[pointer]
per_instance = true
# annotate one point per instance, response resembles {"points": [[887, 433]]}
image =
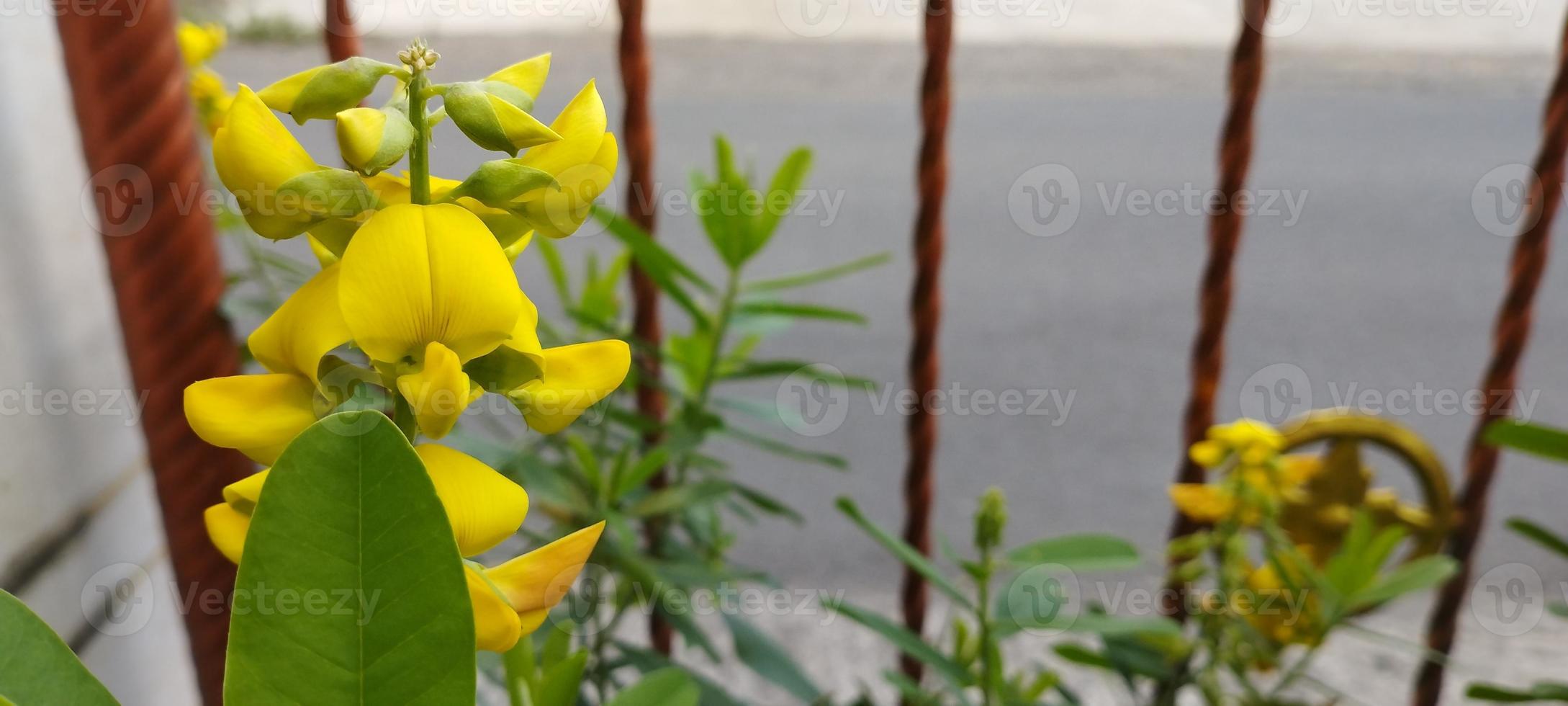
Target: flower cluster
{"points": [[418, 303]]}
------------------------------------------------
■ Exercise prompt:
Output the lines above as a numbered list, skipping any blank lines and leaving out the pictures.

■ Full solution:
1. [pointer]
2. per_instance = true
3. # annotate one point per instance, response resembles {"points": [[887, 433]]}
4. image =
5. Target: flower cluster
6. {"points": [[418, 303]]}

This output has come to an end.